**** EXTRAIT DU TEXTE

Karim, 50 ans, médecin à Gaza (interviewé par Zoom)
Vivre le conflit depuis la France
Pour les Palestiniens réfugiés en France, l’annonce de la reconnaissance de leur État par Paris le 22 septembre 2025 suscite un mélange de fierté historique et de désillusion pragmatique.
Après des décennies de lutte pour la visibilité de leur cause, beaucoup y voient une victoire symbolique, enfin alignée sur les positions de pays comme la Suède ou l’Espagne. « C’est une étape, mais elle arrive trop tard », confie Samir, 62 ans, exilé depuis 1982, dont la famille a fui un camp de réfugiés au Liban.
Pour cette génération, marquée par les massacres de Sabra et Chatila (1982) ou les guerres de Gaza, la décision française est perçue comme un aveu tardif de leur droit à l’existence, mais aussi comme un pansement sur une jambe de bois. Les plus jeunes, nés en France et souvent confrontés au racisme ou à la méfiance institutionnelle, y voient une lueur d’espoir : « Enfin, on nous dit que notre identité n’est pas une fiction », explique Leila, 28 ans, militante à Paris, dont les grands-parents ont les clés d’une maison à Haïfa, aujourd’hui habitée par une famille israélienne. Pourtant, l’émotion est tempérée par un sentiment d’injustice persistante : comment célébrer une reconnaissance diplomatique quand, dans le même temps, Gaza est en ruines et que les colonies en Cisjordanie continuent de s’étendre ?

********
**** ENTRÉES AFFICHÉES

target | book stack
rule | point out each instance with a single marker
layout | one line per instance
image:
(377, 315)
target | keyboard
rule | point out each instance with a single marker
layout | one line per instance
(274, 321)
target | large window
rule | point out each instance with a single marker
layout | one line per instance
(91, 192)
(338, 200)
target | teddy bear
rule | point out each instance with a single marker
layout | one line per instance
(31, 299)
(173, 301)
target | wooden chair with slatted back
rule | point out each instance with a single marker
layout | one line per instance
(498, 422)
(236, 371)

********

DÉFI 1: Recopiez à l'identique les entrées, en commençant par la ligne qui contient « target | large window » et en terminant par la dernière ligne des entrées, ces deux lignes comprises.
DÉFI 2: Poursuivez le texte sur les réfugiés palestiniens en France après sa dernière phrase.

RÉSULTAT FINAL 1:
target | large window
rule | point out each instance with a single marker
layout | one line per instance
(91, 192)
(338, 200)
target | teddy bear
rule | point out each instance with a single marker
layout | one line per instance
(31, 299)
(173, 301)
target | wooden chair with slatted back
rule | point out each instance with a single marker
layout | one line per instance
(498, 422)
(236, 371)

RÉSULTAT FINAL 2:
« Mes grands-parents ont fui Haïfa en 1948. Aujourd’hui, je manifeste pour eux… et on me traite de ‘terroriste’ sur les réseaux. »
Leila, 28 ans, étudiante à Sciences Po
Dans les quartiers populaires de Saint-Denis, Nanterre ou Marseille, où se concentrent les communautés palestiniennes, les drapeaux sont sortis, mais les discussions tournent vite à l’amertume. La mémoire des trahisons passées – comme le soutien de la France à la création d’Israël en 1948 ou son silence pendant la Nakba – pèse lourd. Certains, comme Houria Bouteldja, figure de la lutte décoloniale, dénoncent une manœuvre politique, destinée à apaiser les tensions internes sans remettre en cause les relations économiques avec Israël.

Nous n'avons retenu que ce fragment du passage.